| EXERCISE DESCRIPTION |
Below are the records. List every line holding the word "lamp".

| MATERIAL FOR THIS TASK |
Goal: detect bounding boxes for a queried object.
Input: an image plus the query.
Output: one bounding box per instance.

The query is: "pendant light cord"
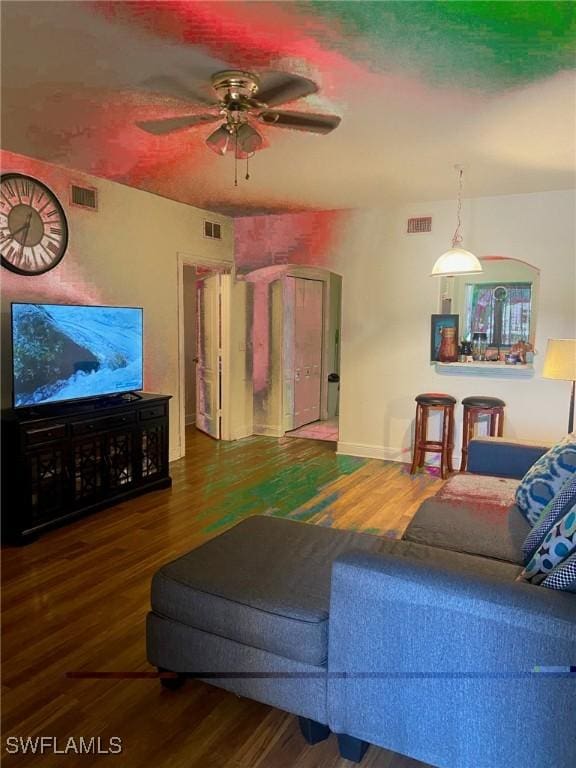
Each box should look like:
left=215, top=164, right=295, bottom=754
left=451, top=169, right=464, bottom=248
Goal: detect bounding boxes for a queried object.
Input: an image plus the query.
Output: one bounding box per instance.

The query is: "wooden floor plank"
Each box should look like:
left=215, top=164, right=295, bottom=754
left=2, top=428, right=441, bottom=767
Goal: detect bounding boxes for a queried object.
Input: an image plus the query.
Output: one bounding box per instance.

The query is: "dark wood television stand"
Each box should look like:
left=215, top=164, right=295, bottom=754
left=1, top=393, right=172, bottom=544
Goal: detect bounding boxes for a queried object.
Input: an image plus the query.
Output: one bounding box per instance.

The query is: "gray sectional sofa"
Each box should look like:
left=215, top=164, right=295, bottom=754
left=147, top=438, right=576, bottom=768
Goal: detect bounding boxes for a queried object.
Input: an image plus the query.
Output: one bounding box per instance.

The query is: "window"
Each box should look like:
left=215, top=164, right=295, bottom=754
left=465, top=282, right=532, bottom=348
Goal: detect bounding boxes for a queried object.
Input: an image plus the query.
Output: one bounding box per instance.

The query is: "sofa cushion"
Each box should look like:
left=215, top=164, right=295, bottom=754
left=467, top=437, right=552, bottom=479
left=435, top=473, right=518, bottom=511
left=515, top=434, right=576, bottom=525
left=520, top=507, right=576, bottom=584
left=403, top=498, right=530, bottom=564
left=521, top=475, right=576, bottom=562
left=150, top=515, right=383, bottom=666
left=542, top=552, right=576, bottom=593
left=364, top=537, right=523, bottom=582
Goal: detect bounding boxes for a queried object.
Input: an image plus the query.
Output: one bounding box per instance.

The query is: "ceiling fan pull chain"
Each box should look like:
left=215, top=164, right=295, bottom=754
left=245, top=154, right=250, bottom=181
left=234, top=129, right=238, bottom=187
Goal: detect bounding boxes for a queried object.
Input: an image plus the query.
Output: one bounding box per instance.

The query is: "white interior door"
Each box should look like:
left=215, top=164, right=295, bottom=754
left=293, top=278, right=323, bottom=429
left=196, top=273, right=221, bottom=438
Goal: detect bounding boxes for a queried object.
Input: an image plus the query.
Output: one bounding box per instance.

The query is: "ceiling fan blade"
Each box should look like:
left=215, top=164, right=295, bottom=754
left=140, top=75, right=214, bottom=106
left=257, top=72, right=318, bottom=107
left=259, top=110, right=341, bottom=134
left=136, top=113, right=220, bottom=135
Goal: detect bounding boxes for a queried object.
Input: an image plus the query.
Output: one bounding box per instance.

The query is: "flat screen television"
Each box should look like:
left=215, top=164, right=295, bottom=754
left=11, top=303, right=144, bottom=409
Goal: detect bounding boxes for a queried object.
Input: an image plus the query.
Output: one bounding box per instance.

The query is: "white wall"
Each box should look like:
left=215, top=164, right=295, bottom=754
left=332, top=190, right=576, bottom=462
left=183, top=266, right=197, bottom=425
left=0, top=151, right=234, bottom=461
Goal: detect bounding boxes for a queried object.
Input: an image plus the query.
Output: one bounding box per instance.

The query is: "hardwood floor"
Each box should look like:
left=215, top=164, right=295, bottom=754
left=2, top=429, right=442, bottom=767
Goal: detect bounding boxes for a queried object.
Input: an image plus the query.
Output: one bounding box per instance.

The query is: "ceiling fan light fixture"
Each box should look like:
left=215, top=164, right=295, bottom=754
left=141, top=69, right=340, bottom=186
left=206, top=124, right=232, bottom=155
left=431, top=166, right=482, bottom=277
left=235, top=123, right=263, bottom=154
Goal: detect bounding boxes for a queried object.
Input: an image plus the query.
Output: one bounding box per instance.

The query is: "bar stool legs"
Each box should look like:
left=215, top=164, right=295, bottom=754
left=459, top=397, right=506, bottom=472
left=443, top=406, right=455, bottom=477
left=410, top=394, right=457, bottom=480
left=410, top=402, right=426, bottom=474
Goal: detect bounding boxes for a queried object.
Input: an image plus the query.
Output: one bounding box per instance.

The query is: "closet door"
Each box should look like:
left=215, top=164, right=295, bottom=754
left=293, top=278, right=323, bottom=429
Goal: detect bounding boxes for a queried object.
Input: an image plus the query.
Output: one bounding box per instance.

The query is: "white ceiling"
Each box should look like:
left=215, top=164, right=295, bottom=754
left=2, top=1, right=575, bottom=216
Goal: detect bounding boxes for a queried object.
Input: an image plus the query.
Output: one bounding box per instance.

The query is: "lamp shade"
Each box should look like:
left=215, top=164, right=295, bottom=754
left=430, top=247, right=483, bottom=277
left=542, top=339, right=576, bottom=381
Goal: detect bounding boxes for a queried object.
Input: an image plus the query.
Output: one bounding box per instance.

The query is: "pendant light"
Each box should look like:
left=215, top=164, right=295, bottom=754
left=431, top=166, right=483, bottom=277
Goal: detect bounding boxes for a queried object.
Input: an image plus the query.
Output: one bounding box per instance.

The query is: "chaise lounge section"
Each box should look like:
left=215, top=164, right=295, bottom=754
left=147, top=437, right=576, bottom=767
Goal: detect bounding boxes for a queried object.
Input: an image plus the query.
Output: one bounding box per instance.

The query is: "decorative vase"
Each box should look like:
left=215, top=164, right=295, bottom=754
left=438, top=327, right=458, bottom=362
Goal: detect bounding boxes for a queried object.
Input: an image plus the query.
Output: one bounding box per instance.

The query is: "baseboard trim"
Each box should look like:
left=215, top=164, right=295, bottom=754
left=169, top=448, right=183, bottom=463
left=253, top=425, right=284, bottom=437
left=337, top=441, right=461, bottom=468
left=336, top=442, right=404, bottom=461
left=230, top=426, right=253, bottom=441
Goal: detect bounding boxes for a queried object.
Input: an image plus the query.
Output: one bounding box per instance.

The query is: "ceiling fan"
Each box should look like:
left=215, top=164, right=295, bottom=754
left=136, top=70, right=341, bottom=183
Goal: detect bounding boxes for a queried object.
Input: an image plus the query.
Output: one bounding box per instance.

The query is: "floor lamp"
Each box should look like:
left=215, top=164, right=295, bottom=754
left=542, top=339, right=576, bottom=433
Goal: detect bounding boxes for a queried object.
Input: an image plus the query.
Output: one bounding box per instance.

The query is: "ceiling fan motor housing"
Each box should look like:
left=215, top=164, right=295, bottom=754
left=211, top=70, right=261, bottom=105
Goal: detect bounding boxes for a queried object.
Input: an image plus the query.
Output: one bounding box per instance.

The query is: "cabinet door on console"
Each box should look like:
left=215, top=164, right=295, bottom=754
left=141, top=421, right=168, bottom=481
left=105, top=429, right=136, bottom=491
left=71, top=434, right=106, bottom=506
left=139, top=401, right=169, bottom=482
left=25, top=442, right=68, bottom=525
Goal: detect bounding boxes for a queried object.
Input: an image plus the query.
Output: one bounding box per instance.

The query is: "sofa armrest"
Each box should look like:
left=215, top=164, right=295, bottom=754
left=328, top=549, right=576, bottom=768
left=467, top=436, right=552, bottom=478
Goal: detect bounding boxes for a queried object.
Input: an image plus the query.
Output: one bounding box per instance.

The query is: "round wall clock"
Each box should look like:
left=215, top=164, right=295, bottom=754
left=0, top=173, right=69, bottom=275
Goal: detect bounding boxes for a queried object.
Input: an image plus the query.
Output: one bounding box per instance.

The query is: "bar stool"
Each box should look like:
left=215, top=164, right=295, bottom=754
left=410, top=393, right=457, bottom=480
left=460, top=396, right=506, bottom=471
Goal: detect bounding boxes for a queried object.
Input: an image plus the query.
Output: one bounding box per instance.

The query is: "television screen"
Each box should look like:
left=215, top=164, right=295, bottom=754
left=12, top=303, right=143, bottom=408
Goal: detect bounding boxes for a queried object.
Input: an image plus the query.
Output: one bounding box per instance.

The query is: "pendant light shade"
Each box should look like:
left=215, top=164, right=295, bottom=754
left=431, top=167, right=482, bottom=277
left=431, top=247, right=483, bottom=276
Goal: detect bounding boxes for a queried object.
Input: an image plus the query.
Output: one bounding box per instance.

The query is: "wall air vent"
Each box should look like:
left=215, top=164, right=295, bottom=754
left=70, top=184, right=98, bottom=210
left=204, top=220, right=222, bottom=240
left=406, top=216, right=432, bottom=234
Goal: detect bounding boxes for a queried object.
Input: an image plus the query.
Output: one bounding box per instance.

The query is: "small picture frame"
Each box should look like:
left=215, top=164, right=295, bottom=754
left=430, top=314, right=459, bottom=361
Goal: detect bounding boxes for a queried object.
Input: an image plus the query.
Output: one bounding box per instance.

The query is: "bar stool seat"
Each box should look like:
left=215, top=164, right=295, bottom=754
left=416, top=393, right=457, bottom=407
left=462, top=396, right=506, bottom=408
left=460, top=396, right=506, bottom=472
left=411, top=393, right=457, bottom=480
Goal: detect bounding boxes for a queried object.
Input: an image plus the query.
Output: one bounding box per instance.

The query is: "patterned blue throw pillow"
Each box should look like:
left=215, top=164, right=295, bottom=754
left=515, top=435, right=576, bottom=525
left=521, top=475, right=576, bottom=563
left=521, top=507, right=576, bottom=584
left=541, top=552, right=576, bottom=592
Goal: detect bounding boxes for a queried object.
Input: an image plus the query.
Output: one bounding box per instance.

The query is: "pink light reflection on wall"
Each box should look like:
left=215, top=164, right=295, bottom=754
left=235, top=210, right=348, bottom=272
left=243, top=266, right=290, bottom=394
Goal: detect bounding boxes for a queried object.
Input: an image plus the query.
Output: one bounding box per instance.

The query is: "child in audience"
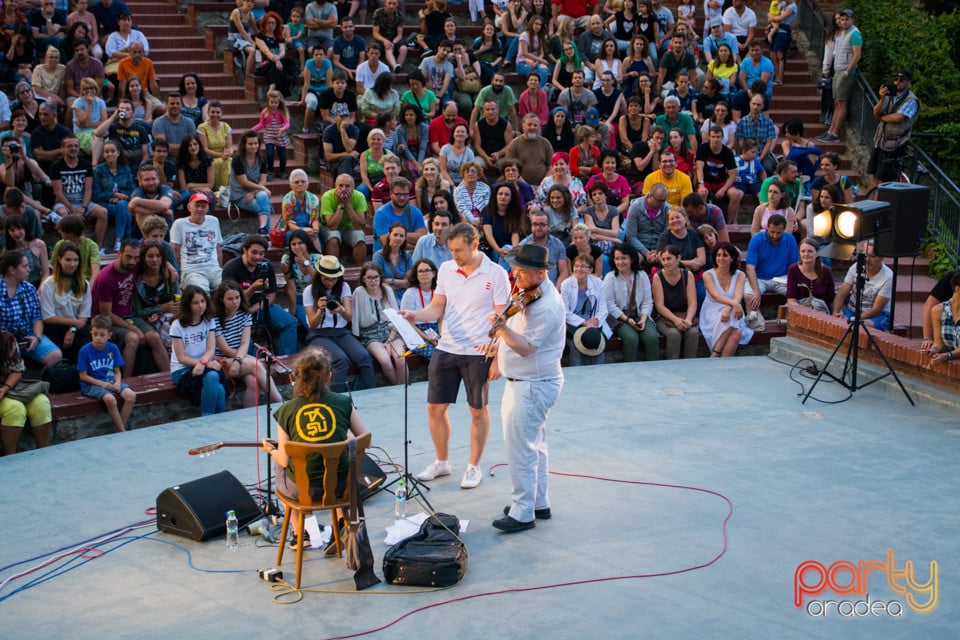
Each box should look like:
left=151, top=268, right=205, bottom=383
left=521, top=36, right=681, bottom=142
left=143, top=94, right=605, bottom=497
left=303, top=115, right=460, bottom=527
left=284, top=7, right=306, bottom=70
left=171, top=285, right=227, bottom=416
left=251, top=90, right=291, bottom=181
left=77, top=315, right=138, bottom=432
left=734, top=139, right=767, bottom=199
left=52, top=214, right=101, bottom=282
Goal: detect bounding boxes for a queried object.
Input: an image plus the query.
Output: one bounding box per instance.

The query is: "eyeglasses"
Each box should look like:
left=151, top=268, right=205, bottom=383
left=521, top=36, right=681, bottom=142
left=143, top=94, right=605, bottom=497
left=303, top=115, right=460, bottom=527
left=364, top=275, right=381, bottom=281
left=416, top=268, right=435, bottom=274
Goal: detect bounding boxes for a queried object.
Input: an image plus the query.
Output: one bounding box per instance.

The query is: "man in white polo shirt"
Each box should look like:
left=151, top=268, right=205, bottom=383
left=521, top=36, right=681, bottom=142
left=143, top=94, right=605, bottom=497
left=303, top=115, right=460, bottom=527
left=399, top=222, right=510, bottom=489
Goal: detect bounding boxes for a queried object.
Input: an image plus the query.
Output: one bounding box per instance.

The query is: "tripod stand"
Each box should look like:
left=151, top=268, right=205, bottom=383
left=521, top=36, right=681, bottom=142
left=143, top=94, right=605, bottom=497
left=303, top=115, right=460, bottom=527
left=255, top=344, right=284, bottom=514
left=380, top=348, right=433, bottom=512
left=802, top=252, right=915, bottom=406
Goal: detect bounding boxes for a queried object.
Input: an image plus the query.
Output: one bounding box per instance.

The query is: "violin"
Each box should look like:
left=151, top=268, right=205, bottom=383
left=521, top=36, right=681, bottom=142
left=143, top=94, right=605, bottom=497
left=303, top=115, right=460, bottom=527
left=484, top=287, right=543, bottom=360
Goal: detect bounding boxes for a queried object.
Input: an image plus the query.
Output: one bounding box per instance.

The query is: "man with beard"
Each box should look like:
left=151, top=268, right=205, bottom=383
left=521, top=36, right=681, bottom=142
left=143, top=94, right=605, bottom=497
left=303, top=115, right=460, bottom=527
left=503, top=113, right=553, bottom=186
left=64, top=38, right=110, bottom=106
left=419, top=40, right=455, bottom=106
left=470, top=72, right=519, bottom=131
left=92, top=99, right=149, bottom=166
left=129, top=162, right=175, bottom=233
left=428, top=101, right=467, bottom=157
left=519, top=208, right=570, bottom=286
left=471, top=101, right=514, bottom=173
left=50, top=135, right=108, bottom=247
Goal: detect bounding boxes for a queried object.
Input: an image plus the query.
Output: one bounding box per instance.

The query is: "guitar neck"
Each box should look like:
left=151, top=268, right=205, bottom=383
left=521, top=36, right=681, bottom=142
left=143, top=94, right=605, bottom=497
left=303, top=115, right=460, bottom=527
left=189, top=440, right=276, bottom=456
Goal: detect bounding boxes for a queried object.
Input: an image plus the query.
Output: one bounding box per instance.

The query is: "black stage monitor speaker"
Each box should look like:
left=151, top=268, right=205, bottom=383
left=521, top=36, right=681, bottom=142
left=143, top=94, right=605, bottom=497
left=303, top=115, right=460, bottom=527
left=156, top=470, right=262, bottom=541
left=360, top=453, right=387, bottom=499
left=875, top=182, right=930, bottom=257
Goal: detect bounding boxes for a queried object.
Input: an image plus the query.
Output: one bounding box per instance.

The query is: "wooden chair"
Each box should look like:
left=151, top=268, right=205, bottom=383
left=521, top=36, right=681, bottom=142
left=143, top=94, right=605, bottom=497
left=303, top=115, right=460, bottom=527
left=275, top=432, right=373, bottom=589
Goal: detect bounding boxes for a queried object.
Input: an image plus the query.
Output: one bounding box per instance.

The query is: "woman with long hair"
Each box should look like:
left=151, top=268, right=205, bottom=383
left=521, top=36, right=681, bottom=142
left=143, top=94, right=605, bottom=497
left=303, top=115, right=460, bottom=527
left=132, top=239, right=179, bottom=353
left=657, top=207, right=706, bottom=305
left=620, top=34, right=654, bottom=98
left=170, top=285, right=227, bottom=415
left=39, top=241, right=91, bottom=359
left=705, top=43, right=738, bottom=96
left=786, top=237, right=834, bottom=314
left=804, top=182, right=843, bottom=239
left=92, top=138, right=135, bottom=253
left=176, top=133, right=214, bottom=202
left=229, top=130, right=272, bottom=234
left=124, top=76, right=161, bottom=130
left=396, top=104, right=428, bottom=179
left=281, top=228, right=322, bottom=330
left=551, top=40, right=582, bottom=92
left=0, top=250, right=61, bottom=367
left=543, top=183, right=579, bottom=245
left=482, top=182, right=524, bottom=267
left=198, top=100, right=234, bottom=191
left=31, top=46, right=66, bottom=108
left=606, top=0, right=639, bottom=55
left=635, top=1, right=660, bottom=64
left=781, top=118, right=821, bottom=188
left=254, top=11, right=297, bottom=97
left=699, top=241, right=753, bottom=357
left=667, top=128, right=694, bottom=177
left=304, top=256, right=376, bottom=392
left=473, top=20, right=503, bottom=81
left=398, top=259, right=440, bottom=358
left=603, top=242, right=659, bottom=362
left=439, top=123, right=475, bottom=188
left=360, top=72, right=400, bottom=124
left=618, top=95, right=647, bottom=153
left=809, top=151, right=852, bottom=205
left=536, top=151, right=587, bottom=213
left=415, top=158, right=452, bottom=213
left=4, top=216, right=47, bottom=289
left=261, top=347, right=369, bottom=501
left=592, top=38, right=621, bottom=91
left=178, top=72, right=208, bottom=128
left=751, top=179, right=796, bottom=235
left=373, top=222, right=413, bottom=302
left=352, top=261, right=406, bottom=385
left=698, top=99, right=735, bottom=145
left=212, top=279, right=282, bottom=408
left=515, top=15, right=550, bottom=87
left=427, top=189, right=462, bottom=225
left=651, top=243, right=699, bottom=359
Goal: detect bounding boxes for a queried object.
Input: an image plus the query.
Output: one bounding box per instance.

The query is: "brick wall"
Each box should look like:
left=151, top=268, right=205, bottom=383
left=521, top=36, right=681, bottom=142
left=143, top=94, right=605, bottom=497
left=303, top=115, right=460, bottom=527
left=785, top=306, right=960, bottom=393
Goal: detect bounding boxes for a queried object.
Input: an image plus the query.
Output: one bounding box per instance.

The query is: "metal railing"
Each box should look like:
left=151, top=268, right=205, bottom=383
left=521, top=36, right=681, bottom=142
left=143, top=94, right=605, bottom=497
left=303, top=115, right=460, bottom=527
left=798, top=0, right=960, bottom=265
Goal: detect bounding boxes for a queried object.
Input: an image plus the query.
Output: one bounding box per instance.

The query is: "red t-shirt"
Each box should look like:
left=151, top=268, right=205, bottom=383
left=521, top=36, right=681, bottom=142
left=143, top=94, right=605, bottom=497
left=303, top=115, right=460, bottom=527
left=552, top=0, right=597, bottom=19
left=428, top=115, right=467, bottom=152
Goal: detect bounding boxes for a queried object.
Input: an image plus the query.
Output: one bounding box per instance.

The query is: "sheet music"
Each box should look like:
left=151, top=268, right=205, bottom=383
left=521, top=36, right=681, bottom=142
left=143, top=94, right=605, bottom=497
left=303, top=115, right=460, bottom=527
left=384, top=308, right=426, bottom=352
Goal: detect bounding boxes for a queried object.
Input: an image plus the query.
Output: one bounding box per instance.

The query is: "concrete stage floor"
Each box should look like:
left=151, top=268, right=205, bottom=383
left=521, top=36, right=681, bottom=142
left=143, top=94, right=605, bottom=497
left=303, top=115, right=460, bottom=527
left=1, top=340, right=958, bottom=639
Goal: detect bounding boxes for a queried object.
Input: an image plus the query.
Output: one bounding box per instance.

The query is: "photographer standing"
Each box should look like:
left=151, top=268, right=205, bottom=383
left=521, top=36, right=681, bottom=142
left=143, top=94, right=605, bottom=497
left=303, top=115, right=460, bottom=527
left=222, top=235, right=299, bottom=356
left=868, top=68, right=919, bottom=192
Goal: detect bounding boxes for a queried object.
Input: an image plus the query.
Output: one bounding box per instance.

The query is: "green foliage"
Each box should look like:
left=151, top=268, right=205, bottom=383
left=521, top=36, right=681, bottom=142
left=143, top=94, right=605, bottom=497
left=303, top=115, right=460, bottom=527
left=921, top=238, right=957, bottom=280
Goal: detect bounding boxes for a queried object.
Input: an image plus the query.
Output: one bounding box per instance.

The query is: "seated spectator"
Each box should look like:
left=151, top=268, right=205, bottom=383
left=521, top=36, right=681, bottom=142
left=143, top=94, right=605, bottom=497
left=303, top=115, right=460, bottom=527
left=500, top=160, right=536, bottom=212
left=0, top=250, right=63, bottom=368
left=319, top=173, right=368, bottom=266
left=29, top=0, right=68, bottom=55
left=222, top=235, right=299, bottom=356
left=657, top=207, right=706, bottom=304
left=603, top=242, right=659, bottom=362
left=624, top=183, right=670, bottom=265
left=732, top=138, right=766, bottom=216
left=152, top=93, right=197, bottom=158
left=77, top=314, right=138, bottom=432
left=91, top=139, right=135, bottom=253
left=116, top=42, right=159, bottom=102
left=585, top=150, right=631, bottom=215
left=32, top=46, right=67, bottom=110
left=52, top=214, right=100, bottom=282
left=0, top=327, right=52, bottom=455
left=229, top=131, right=272, bottom=235
left=67, top=0, right=102, bottom=59
left=371, top=0, right=407, bottom=72
left=197, top=101, right=234, bottom=191
left=503, top=113, right=554, bottom=187
left=212, top=279, right=282, bottom=408
left=321, top=102, right=360, bottom=179
left=651, top=244, right=700, bottom=359
left=373, top=176, right=426, bottom=253
left=297, top=46, right=332, bottom=133
left=104, top=9, right=148, bottom=63
left=809, top=151, right=852, bottom=205
left=10, top=87, right=43, bottom=134
left=170, top=192, right=222, bottom=292
left=666, top=127, right=695, bottom=177
left=731, top=39, right=773, bottom=117
left=170, top=285, right=227, bottom=416
left=439, top=123, right=475, bottom=188
left=657, top=33, right=697, bottom=95
left=700, top=241, right=753, bottom=357
left=682, top=192, right=730, bottom=244
left=570, top=125, right=601, bottom=181
left=695, top=125, right=743, bottom=223
left=561, top=254, right=610, bottom=365
left=537, top=151, right=587, bottom=213
left=643, top=150, right=693, bottom=209
left=743, top=213, right=798, bottom=311
left=472, top=100, right=513, bottom=174
left=358, top=127, right=397, bottom=199
left=518, top=72, right=550, bottom=128
left=520, top=208, right=570, bottom=285
left=705, top=43, right=738, bottom=97
left=627, top=124, right=665, bottom=187
left=129, top=161, right=175, bottom=235
left=759, top=159, right=800, bottom=207
left=396, top=104, right=428, bottom=181
left=131, top=239, right=179, bottom=353
left=453, top=162, right=490, bottom=227
left=734, top=94, right=777, bottom=175
left=373, top=223, right=412, bottom=302
left=831, top=241, right=892, bottom=332
left=64, top=37, right=105, bottom=109
left=401, top=70, right=439, bottom=123
left=50, top=135, right=108, bottom=248
left=139, top=214, right=179, bottom=271
left=177, top=72, right=207, bottom=129
left=254, top=11, right=297, bottom=98
left=804, top=182, right=842, bottom=240
left=176, top=133, right=214, bottom=206
left=699, top=100, right=736, bottom=146
left=318, top=70, right=359, bottom=132
left=398, top=258, right=440, bottom=358
left=926, top=272, right=960, bottom=366
left=4, top=216, right=48, bottom=289
left=566, top=223, right=604, bottom=277
left=542, top=184, right=581, bottom=246
left=356, top=42, right=388, bottom=95
left=92, top=100, right=150, bottom=167
left=786, top=237, right=835, bottom=314
left=280, top=230, right=322, bottom=330
left=751, top=179, right=796, bottom=236
left=1, top=138, right=54, bottom=222
left=780, top=118, right=820, bottom=193
left=72, top=76, right=109, bottom=154
left=228, top=0, right=259, bottom=78
left=582, top=182, right=621, bottom=246
left=655, top=95, right=698, bottom=155
left=279, top=169, right=320, bottom=245
left=482, top=183, right=525, bottom=269
left=414, top=158, right=451, bottom=213
left=543, top=105, right=577, bottom=155
left=304, top=255, right=376, bottom=391
left=352, top=261, right=406, bottom=385
left=40, top=240, right=92, bottom=360
left=124, top=76, right=162, bottom=132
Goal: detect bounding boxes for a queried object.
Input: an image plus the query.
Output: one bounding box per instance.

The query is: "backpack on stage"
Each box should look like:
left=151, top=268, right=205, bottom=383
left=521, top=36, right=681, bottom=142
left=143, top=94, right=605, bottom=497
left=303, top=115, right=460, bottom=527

| OUTPUT BELOW |
The query is: "lamp shade"
The query is: "floor lamp"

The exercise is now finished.